▸ TASKS AND EXERCISES:
a. Answer these from the text on payer reserves and float, each in a few words:
(i) In traditional finance, why is float still counted in both the payer's and the payee's balances?
(ii) What makes a payee lower its current float for a payer?
(iii) Under "Local Recipient Set Commitments," what kind of recipient set must a payer define?
b. Pick up the text on payer reserves and float after its last line and extend it.

[START OF DOCUMENT EXTRACT]

A payee can treat the guaranteed amount from the payer’s reserve as the maximum float the payee will allow for a payer. In traditional finance, float is money that a payee receives, but due to processing delays is still accounted for in the balances of both the payer and payee’s balances. Similarly, in PM, float is the value of winning tickets that a payee has received, but has not yet successfully redeemed on-chain. In PM, the maximum float for a payer is the cumulative value of winning tickets that a payee will accept prior to rejecting additional tickets until the payee observes the successful redemption of its winning tickets. The payee accepts winning tickets up until this maximum float because the allocation from payer’s reserve guarantees this amount even if the payer’s deposit is depleted. As a payee receives winning tickets, it increases its current float for the payer and as a payee observes successful ticket redemptions, it decreases its current float for the payer.

Local Recipient Set Commitments

While a payer reserve can be used to compensate payees in the event of payer overspending, a payer still needs to:

  • Define a recipient set with a bounded size (as noted by [5])

[END OF DOCUMENT EXTRACT]
[START OF EXTRACTED RECORDS]

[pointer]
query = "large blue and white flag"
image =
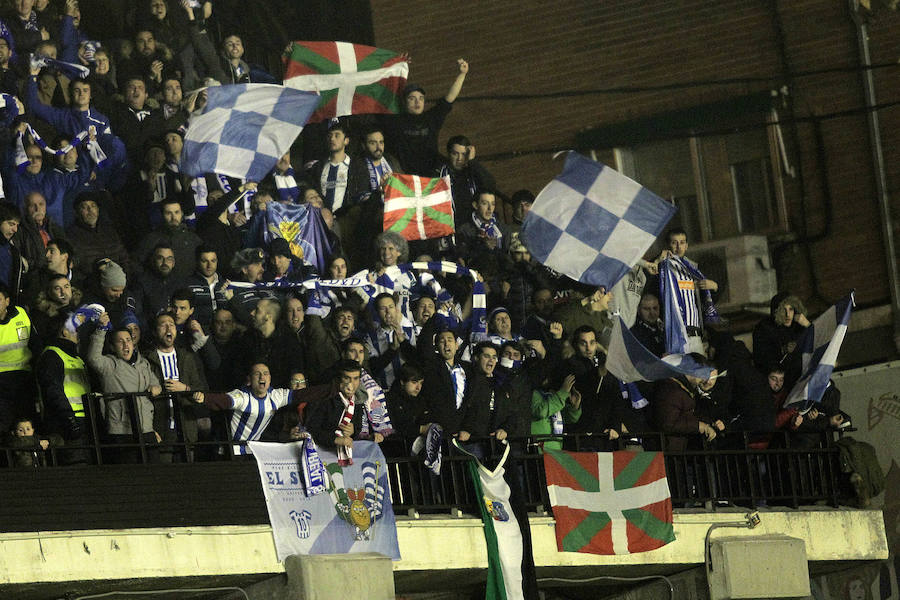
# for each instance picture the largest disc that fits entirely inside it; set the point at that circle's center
(592, 223)
(820, 346)
(629, 360)
(244, 129)
(303, 228)
(354, 514)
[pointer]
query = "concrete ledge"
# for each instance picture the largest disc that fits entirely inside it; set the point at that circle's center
(427, 544)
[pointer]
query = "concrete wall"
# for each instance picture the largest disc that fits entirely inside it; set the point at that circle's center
(577, 45)
(427, 545)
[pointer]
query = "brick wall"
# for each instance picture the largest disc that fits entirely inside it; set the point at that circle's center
(527, 48)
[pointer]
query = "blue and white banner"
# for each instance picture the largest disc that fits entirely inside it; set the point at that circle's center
(354, 514)
(592, 223)
(629, 360)
(244, 129)
(820, 346)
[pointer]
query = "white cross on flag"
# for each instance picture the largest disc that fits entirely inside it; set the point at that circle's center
(351, 79)
(609, 502)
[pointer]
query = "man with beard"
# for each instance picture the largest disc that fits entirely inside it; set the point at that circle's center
(603, 413)
(59, 260)
(326, 336)
(175, 234)
(57, 297)
(467, 177)
(488, 413)
(93, 237)
(270, 342)
(414, 134)
(156, 285)
(342, 181)
(378, 166)
(35, 231)
(252, 406)
(206, 285)
(390, 342)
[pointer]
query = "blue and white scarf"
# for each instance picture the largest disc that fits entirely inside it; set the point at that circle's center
(376, 173)
(94, 150)
(70, 70)
(287, 186)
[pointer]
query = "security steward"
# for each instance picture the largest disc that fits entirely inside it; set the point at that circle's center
(64, 384)
(17, 345)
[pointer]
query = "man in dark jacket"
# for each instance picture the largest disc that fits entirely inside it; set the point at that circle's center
(11, 265)
(268, 341)
(329, 420)
(180, 371)
(603, 410)
(445, 378)
(175, 234)
(158, 282)
(488, 410)
(94, 237)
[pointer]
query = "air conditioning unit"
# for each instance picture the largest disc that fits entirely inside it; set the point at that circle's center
(765, 566)
(742, 268)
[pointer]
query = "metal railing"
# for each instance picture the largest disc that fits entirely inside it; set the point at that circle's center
(707, 474)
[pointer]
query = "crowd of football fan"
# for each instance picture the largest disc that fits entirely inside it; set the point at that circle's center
(115, 273)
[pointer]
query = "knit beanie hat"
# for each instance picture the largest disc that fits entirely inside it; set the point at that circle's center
(112, 275)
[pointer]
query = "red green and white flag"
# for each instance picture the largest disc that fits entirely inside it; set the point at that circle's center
(351, 79)
(609, 502)
(418, 208)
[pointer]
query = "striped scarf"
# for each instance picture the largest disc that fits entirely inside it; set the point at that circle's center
(70, 70)
(345, 453)
(376, 173)
(490, 227)
(376, 409)
(676, 304)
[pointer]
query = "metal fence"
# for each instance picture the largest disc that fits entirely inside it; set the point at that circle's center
(733, 471)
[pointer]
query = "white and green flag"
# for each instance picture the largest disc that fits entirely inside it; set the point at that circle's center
(501, 530)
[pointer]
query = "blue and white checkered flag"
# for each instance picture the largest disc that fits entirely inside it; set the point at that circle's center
(244, 129)
(629, 360)
(592, 223)
(820, 346)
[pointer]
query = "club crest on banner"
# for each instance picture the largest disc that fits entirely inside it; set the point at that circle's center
(496, 509)
(358, 507)
(351, 513)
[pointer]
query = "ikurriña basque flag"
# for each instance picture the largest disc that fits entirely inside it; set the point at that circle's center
(353, 514)
(609, 502)
(820, 346)
(418, 208)
(351, 79)
(630, 361)
(592, 223)
(244, 129)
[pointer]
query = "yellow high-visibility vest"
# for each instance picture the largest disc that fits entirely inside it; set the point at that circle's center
(75, 383)
(14, 335)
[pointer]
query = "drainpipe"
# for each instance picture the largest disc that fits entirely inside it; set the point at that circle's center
(887, 227)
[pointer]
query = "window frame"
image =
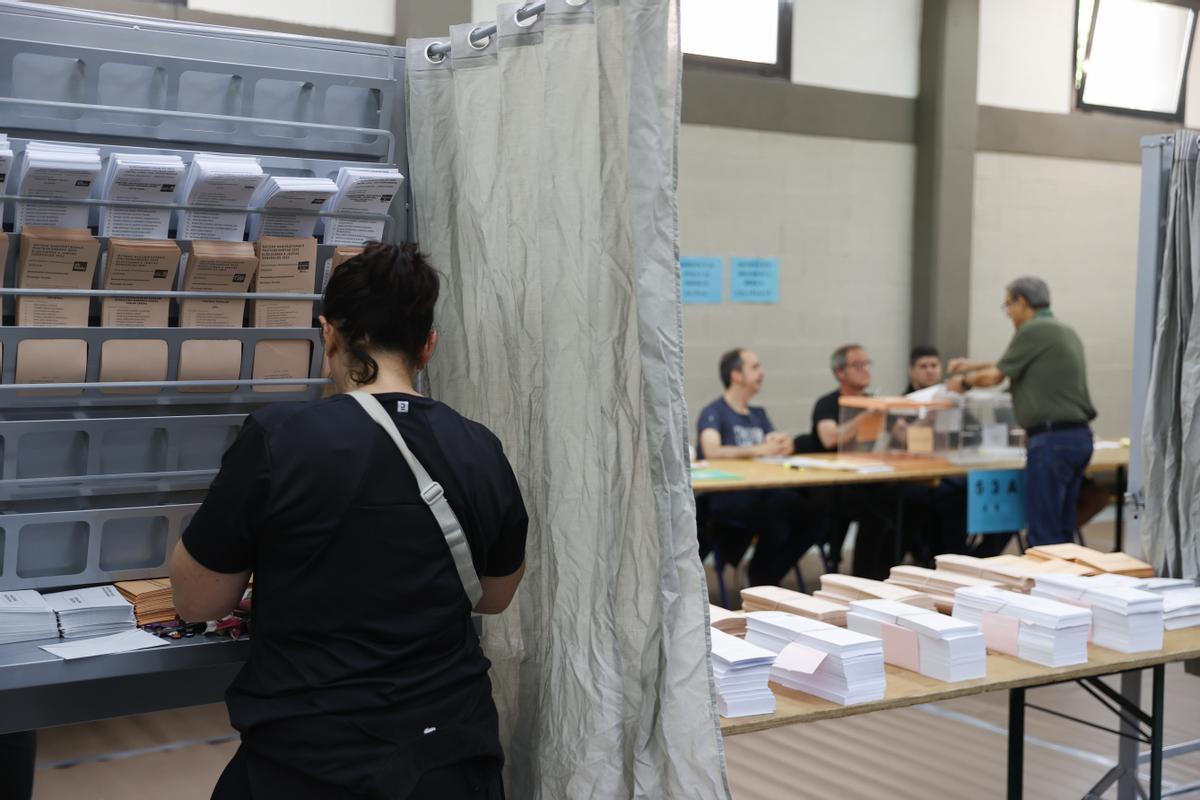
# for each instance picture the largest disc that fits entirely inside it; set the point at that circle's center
(1180, 102)
(780, 68)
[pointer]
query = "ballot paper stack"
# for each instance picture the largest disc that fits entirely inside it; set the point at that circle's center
(741, 671)
(845, 588)
(94, 611)
(769, 599)
(55, 172)
(25, 615)
(360, 190)
(913, 638)
(1035, 629)
(1181, 608)
(288, 193)
(817, 659)
(939, 584)
(138, 178)
(732, 623)
(153, 600)
(1123, 618)
(5, 167)
(1113, 563)
(219, 181)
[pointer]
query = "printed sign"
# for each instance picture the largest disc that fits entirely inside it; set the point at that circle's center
(754, 280)
(995, 500)
(701, 280)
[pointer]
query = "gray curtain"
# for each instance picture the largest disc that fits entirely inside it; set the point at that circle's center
(544, 184)
(1171, 426)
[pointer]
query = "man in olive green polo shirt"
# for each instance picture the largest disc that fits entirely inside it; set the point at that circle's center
(1044, 364)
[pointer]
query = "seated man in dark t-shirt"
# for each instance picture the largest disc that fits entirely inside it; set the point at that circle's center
(867, 505)
(730, 427)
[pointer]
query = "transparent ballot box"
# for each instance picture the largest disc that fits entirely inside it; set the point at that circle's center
(990, 431)
(893, 428)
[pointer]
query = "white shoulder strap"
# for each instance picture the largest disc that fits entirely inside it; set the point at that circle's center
(433, 495)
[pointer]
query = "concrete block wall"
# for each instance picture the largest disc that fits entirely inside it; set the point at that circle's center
(838, 214)
(1073, 223)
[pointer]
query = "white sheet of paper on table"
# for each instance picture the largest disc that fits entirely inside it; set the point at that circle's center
(103, 645)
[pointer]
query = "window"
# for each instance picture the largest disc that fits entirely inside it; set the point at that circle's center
(1132, 56)
(751, 35)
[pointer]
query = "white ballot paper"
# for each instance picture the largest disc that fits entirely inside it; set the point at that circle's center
(105, 645)
(225, 181)
(288, 193)
(5, 166)
(138, 178)
(360, 190)
(54, 172)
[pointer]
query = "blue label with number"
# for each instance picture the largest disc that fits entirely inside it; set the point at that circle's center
(995, 500)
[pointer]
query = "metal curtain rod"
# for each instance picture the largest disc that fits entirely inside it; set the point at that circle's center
(438, 50)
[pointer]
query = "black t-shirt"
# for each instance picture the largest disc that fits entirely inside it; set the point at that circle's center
(364, 663)
(826, 408)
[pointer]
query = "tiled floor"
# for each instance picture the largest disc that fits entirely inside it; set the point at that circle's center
(948, 750)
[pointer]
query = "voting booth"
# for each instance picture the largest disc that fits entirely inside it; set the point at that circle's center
(130, 359)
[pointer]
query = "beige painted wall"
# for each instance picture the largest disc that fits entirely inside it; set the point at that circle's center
(838, 214)
(1073, 223)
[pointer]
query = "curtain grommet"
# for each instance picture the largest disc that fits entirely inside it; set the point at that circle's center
(481, 44)
(435, 58)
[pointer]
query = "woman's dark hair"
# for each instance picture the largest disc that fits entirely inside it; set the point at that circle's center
(382, 300)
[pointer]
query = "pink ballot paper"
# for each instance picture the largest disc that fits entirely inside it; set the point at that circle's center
(799, 657)
(1001, 632)
(900, 647)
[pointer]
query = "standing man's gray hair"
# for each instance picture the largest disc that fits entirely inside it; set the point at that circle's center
(1035, 290)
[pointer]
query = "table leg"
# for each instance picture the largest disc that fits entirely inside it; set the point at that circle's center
(1156, 733)
(1015, 743)
(1127, 785)
(1119, 525)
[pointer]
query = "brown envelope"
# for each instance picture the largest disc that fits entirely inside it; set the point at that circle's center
(132, 360)
(52, 361)
(281, 359)
(209, 360)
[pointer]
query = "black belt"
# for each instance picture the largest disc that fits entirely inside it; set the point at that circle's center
(1047, 427)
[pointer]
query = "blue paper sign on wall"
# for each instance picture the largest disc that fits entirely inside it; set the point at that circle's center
(754, 280)
(995, 500)
(701, 280)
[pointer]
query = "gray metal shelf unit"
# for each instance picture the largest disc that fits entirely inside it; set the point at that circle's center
(96, 485)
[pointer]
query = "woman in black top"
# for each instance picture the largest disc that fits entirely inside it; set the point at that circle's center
(365, 677)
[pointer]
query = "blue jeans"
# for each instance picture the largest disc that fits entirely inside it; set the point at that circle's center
(1054, 471)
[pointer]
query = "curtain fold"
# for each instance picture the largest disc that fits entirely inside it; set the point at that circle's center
(544, 186)
(1171, 426)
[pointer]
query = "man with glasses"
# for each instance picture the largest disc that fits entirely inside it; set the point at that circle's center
(867, 505)
(1044, 364)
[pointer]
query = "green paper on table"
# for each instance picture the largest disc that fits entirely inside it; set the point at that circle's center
(713, 475)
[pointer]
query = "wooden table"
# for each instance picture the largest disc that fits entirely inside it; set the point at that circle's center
(765, 475)
(1012, 674)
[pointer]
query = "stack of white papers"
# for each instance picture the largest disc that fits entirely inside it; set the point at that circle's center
(25, 615)
(220, 181)
(1181, 608)
(1123, 618)
(288, 193)
(105, 645)
(138, 178)
(94, 611)
(934, 644)
(1035, 629)
(741, 671)
(57, 172)
(832, 662)
(360, 190)
(5, 167)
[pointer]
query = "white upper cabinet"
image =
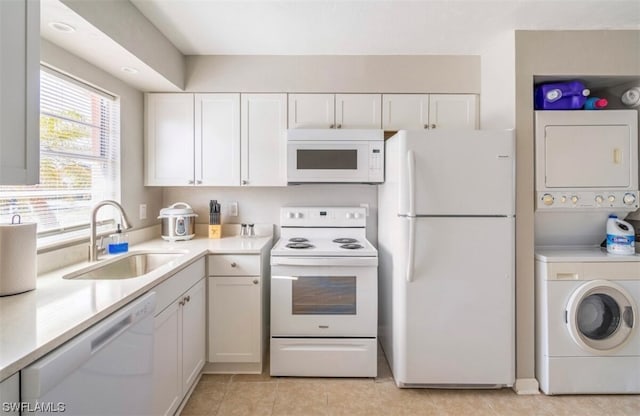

[END OF EXTRACTED RECORDS]

▸ THE REPLIES:
a.
(i) Because of processing delays.
(ii) Seeing its winning tickets successfully redeemed.
(iii) One with a bounded size.

b.
  • Allocate a certain amount of the reserve to each recipient

These two requirements can be fulfilled using recipient set commitments (a concept introduced in [5]). When a payer creates its reserve, it will also create a recipient set commitment for the reserve — only the recipients included in the commitment will be eligible to claim from the reserve. This commitment is the root of a Merkle sum tree, a variant of a Merkle tree where each leaf contains an additional numerical value and parent nodes contain the sum of the numerical values in their child nodes. A payer can specify the value to commit to a particular payee by including the value in a leaf node along with the payee’s address. Then, the root of the tree will contain the sum of all the committed values in the leaves which is the total reserve for the recipient set.

Payees will only accept a ticket as valid payments if it is sent with a valid Merkle proof that demonstrates:

  • The payee was included in the payer’s recipient set commitment
  • The payer’s reserve contains at least enough funds to cover the value of the allocation committed to the payee

We refer to this type of recipient set commitment as a local recipient set commitment to indicate that the construction of the recipient set commitment is locally executed by the payer who decides which recipients to include and how much value to guarantee each recipient from the payer’s reserve.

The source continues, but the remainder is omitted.